# Task brief
Read the entries that follow and give each one again precisely.
Available data Block Start
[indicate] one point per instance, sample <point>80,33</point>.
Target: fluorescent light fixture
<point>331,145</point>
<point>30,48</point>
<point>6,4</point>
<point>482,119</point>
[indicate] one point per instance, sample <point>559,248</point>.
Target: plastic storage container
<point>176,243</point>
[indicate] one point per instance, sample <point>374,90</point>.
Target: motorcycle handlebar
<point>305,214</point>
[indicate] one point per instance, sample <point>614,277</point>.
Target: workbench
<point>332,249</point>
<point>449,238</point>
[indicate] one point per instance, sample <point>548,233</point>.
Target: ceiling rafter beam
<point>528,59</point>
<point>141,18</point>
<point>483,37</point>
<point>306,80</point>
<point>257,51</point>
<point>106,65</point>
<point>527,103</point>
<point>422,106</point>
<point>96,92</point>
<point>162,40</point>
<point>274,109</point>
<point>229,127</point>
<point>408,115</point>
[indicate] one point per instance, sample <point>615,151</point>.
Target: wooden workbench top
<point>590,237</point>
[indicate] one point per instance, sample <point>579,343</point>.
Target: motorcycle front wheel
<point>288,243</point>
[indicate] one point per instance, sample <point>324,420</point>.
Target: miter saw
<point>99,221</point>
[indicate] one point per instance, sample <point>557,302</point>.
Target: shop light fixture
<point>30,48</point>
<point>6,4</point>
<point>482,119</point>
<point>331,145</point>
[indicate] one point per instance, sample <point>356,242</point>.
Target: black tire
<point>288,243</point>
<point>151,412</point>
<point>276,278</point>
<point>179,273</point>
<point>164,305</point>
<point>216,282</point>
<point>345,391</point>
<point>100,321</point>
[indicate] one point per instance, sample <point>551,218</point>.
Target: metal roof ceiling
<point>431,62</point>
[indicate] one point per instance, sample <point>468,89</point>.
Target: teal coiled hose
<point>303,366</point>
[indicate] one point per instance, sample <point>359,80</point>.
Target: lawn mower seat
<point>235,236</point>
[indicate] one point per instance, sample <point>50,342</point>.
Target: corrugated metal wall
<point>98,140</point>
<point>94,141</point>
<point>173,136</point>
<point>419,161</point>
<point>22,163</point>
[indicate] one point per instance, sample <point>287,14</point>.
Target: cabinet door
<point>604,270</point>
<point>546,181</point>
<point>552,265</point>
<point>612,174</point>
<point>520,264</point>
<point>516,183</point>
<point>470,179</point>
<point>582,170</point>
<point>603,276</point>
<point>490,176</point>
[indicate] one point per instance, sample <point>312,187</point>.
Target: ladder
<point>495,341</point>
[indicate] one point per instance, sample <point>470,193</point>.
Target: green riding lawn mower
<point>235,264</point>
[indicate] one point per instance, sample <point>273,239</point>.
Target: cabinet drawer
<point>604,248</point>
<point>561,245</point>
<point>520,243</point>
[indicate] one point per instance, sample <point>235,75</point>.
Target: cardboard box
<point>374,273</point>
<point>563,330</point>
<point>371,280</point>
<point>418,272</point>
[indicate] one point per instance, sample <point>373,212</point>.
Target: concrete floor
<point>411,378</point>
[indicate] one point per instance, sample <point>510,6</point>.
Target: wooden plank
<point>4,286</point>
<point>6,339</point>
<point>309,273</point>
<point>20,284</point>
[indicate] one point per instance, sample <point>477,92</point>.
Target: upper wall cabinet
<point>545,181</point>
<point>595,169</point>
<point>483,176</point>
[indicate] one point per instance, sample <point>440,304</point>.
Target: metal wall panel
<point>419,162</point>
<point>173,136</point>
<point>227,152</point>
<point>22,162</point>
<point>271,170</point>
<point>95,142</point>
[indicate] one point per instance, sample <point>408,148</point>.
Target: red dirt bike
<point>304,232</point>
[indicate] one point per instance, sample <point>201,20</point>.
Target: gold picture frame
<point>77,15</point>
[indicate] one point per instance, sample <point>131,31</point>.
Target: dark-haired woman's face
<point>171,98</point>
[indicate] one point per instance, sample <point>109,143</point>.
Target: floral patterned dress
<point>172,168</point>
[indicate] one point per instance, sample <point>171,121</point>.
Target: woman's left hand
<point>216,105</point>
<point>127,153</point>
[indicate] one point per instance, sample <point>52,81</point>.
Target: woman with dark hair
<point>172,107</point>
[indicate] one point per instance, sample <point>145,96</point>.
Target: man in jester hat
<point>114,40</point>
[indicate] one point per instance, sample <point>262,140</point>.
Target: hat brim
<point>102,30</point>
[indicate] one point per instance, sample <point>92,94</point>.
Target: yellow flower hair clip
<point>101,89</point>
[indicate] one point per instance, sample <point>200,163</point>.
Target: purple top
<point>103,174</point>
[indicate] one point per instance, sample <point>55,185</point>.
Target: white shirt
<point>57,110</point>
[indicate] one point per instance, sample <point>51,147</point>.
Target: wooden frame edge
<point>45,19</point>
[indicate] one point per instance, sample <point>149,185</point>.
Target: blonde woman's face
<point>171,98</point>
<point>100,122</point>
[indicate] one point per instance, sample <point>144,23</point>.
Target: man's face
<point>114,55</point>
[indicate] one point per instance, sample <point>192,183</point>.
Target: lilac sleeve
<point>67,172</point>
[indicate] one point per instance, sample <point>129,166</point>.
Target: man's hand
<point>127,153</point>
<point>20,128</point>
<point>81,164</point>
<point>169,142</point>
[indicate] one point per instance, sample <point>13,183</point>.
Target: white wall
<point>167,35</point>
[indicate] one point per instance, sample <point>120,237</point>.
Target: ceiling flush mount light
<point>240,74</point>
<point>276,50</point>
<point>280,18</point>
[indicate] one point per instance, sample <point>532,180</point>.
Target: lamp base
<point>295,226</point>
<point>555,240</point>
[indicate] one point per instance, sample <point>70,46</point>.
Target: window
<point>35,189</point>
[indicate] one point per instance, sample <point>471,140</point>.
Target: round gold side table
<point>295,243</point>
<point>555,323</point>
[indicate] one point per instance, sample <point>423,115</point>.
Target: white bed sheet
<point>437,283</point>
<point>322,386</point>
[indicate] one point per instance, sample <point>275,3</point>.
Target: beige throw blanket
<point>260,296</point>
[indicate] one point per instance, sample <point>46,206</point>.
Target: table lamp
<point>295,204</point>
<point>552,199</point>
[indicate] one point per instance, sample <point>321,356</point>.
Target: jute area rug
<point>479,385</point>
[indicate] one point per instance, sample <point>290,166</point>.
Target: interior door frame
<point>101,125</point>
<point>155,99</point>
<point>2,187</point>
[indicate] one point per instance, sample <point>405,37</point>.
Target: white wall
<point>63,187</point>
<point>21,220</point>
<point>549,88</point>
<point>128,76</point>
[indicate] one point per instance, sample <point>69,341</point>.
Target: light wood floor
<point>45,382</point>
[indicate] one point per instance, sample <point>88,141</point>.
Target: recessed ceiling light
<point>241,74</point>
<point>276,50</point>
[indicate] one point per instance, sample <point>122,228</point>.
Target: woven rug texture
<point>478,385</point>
Available data Block End
# Written response
[indicate] one point per instance, sample <point>80,33</point>.
Target: fluorescent light fixture
<point>331,145</point>
<point>30,48</point>
<point>6,4</point>
<point>482,119</point>
[indicate] one point per instance, sample <point>559,248</point>.
Target: plastic storage container
<point>176,243</point>
[indicate] one point per instance, sample <point>374,90</point>.
Target: motorcycle handlebar
<point>305,214</point>
[indicate] one point per instance, sample <point>614,277</point>.
Target: workbench
<point>332,249</point>
<point>449,238</point>
[indicate] one point per instance, sample <point>548,233</point>.
Target: ceiling rafter beam
<point>528,59</point>
<point>141,18</point>
<point>483,37</point>
<point>306,80</point>
<point>257,51</point>
<point>106,65</point>
<point>527,103</point>
<point>422,106</point>
<point>96,92</point>
<point>162,40</point>
<point>274,109</point>
<point>229,127</point>
<point>408,115</point>
[indicate] one point per instance, sample <point>615,151</point>.
Target: wooden workbench top
<point>590,237</point>
[indicate] one point per instance, sample <point>579,343</point>.
Target: motorcycle front wheel
<point>288,243</point>
[indicate] one point per instance, sample <point>324,420</point>.
Target: miter saw
<point>99,221</point>
[indicate] one point per instance, sample <point>557,302</point>.
Target: shop light fixture
<point>30,48</point>
<point>6,4</point>
<point>482,119</point>
<point>331,145</point>
[indicate] one point per instance, sample <point>356,242</point>.
Target: black tire
<point>288,243</point>
<point>151,412</point>
<point>276,278</point>
<point>179,273</point>
<point>164,305</point>
<point>216,282</point>
<point>345,391</point>
<point>100,321</point>
[indicate] one point per instance, sample <point>551,218</point>.
Target: metal roof ceiling
<point>431,62</point>
[indicate] one point per instance, sample <point>468,89</point>.
Target: teal coiled hose
<point>303,366</point>
[indicate] one point per instance, sample <point>359,80</point>.
Target: lawn mower seat
<point>235,236</point>
[indicate] one point per instance, sample <point>50,342</point>.
Target: corrugated metal wall
<point>98,140</point>
<point>94,141</point>
<point>173,136</point>
<point>419,161</point>
<point>22,163</point>
[indicate] one point per instance, sample <point>287,14</point>.
Target: cabinet door
<point>604,270</point>
<point>546,181</point>
<point>552,265</point>
<point>612,174</point>
<point>520,264</point>
<point>516,183</point>
<point>470,179</point>
<point>582,170</point>
<point>603,276</point>
<point>490,176</point>
[indicate] one point per instance, sample <point>312,187</point>.
Target: ladder
<point>495,341</point>
[indicate] one point per instance, sample <point>470,193</point>.
Target: green riding lawn mower
<point>235,264</point>
[indicate] one point per instance, sample <point>273,239</point>.
Target: cabinet drawer
<point>604,248</point>
<point>561,245</point>
<point>520,243</point>
[indicate] one point per instance, sample <point>235,75</point>.
Target: cardboard box
<point>374,273</point>
<point>563,330</point>
<point>371,280</point>
<point>418,272</point>
[indicate] one point per instance, sample <point>373,212</point>.
Target: concrete floor
<point>411,378</point>
[indicate] one point per instance, sample <point>510,6</point>.
Target: wooden plank
<point>4,286</point>
<point>6,339</point>
<point>309,273</point>
<point>20,284</point>
[indicate] one point per instance, sample <point>477,92</point>.
Target: upper wall cabinet
<point>545,181</point>
<point>595,169</point>
<point>483,176</point>
[indicate] one point per instance, sample <point>440,304</point>.
Target: metal wall panel
<point>419,162</point>
<point>173,136</point>
<point>227,152</point>
<point>22,162</point>
<point>271,170</point>
<point>95,142</point>
[indicate] one point per instance, sample <point>408,148</point>.
Target: red dirt bike
<point>304,232</point>
[indicate] one point per instance, sample <point>201,20</point>.
Target: gold picture frame
<point>77,15</point>
[indicate] one point per instance, sample <point>131,31</point>.
Target: dark-haired woman's face
<point>171,98</point>
[indicate] one point per instance, sample <point>109,143</point>.
Target: floral patterned dress
<point>172,168</point>
[indicate] one point per instance, sample <point>171,121</point>.
Target: woman's left hand
<point>216,105</point>
<point>127,153</point>
[indicate] one point per instance, sample <point>52,81</point>.
Target: woman with dark hair
<point>172,107</point>
[indicate] one point per instance, sample <point>145,96</point>.
Target: man in jester hat
<point>114,40</point>
[indicate] one point per instance, sample <point>262,140</point>.
Target: hat brim
<point>102,30</point>
[indicate] one point per instance, sample <point>92,94</point>.
Target: yellow flower hair clip
<point>101,89</point>
[indicate] one point per instance, sample <point>200,163</point>.
Target: purple top
<point>103,174</point>
[indicate] one point per instance, sample <point>55,185</point>.
Target: white shirt
<point>57,110</point>
[indicate] one point per instance, sample <point>51,147</point>.
Target: wooden frame edge
<point>45,19</point>
[indicate] one point per instance, sample <point>149,185</point>.
Target: blonde woman's face
<point>171,98</point>
<point>100,122</point>
[indicate] one point per instance, sample <point>144,23</point>.
Target: man's face
<point>114,55</point>
[indicate] one point per instance, sample <point>192,183</point>.
Target: lilac sleeve
<point>67,172</point>
[indicate] one point per instance, sample <point>129,166</point>.
Target: man's hand
<point>127,153</point>
<point>20,128</point>
<point>81,164</point>
<point>169,142</point>
[indicate] one point per instance, sample <point>13,183</point>.
Target: white wall
<point>167,35</point>
[indicate] one point per instance, sample <point>120,237</point>.
Target: ceiling flush mount light
<point>240,74</point>
<point>276,50</point>
<point>280,18</point>
[indicate] one point per instance, sample <point>532,180</point>.
Target: lamp base
<point>295,226</point>
<point>555,240</point>
[indicate] one point per instance, sample <point>70,46</point>.
Target: window
<point>35,189</point>
[indicate] one point per instance, sample <point>471,140</point>.
Target: round gold side table
<point>295,243</point>
<point>555,323</point>
[indicate] one point per instance, sample <point>423,115</point>.
Target: white bed sheet
<point>437,283</point>
<point>322,386</point>
[indicate] one point per instance, sample <point>275,3</point>.
Target: beige throw blanket
<point>260,296</point>
[indicate] one point per instance, sample <point>46,206</point>.
Target: table lamp
<point>295,204</point>
<point>552,199</point>
[indicate] one point per instance, sample <point>321,356</point>.
Target: jute area rug
<point>479,385</point>
[indicate] one point per instance, sample <point>290,166</point>.
Target: interior door frame
<point>101,125</point>
<point>155,99</point>
<point>2,187</point>
[indicate] one point per instance, sample <point>405,37</point>.
Target: white wall
<point>63,187</point>
<point>21,220</point>
<point>549,88</point>
<point>128,76</point>
[indicate] one point per instance, sample <point>69,341</point>.
Target: light wood floor
<point>45,382</point>
[indicate] one point per instance, sample <point>88,141</point>.
Target: recessed ceiling light
<point>241,74</point>
<point>276,50</point>
[indicate] one point per instance, sample <point>122,228</point>.
Target: woven rug texture
<point>478,385</point>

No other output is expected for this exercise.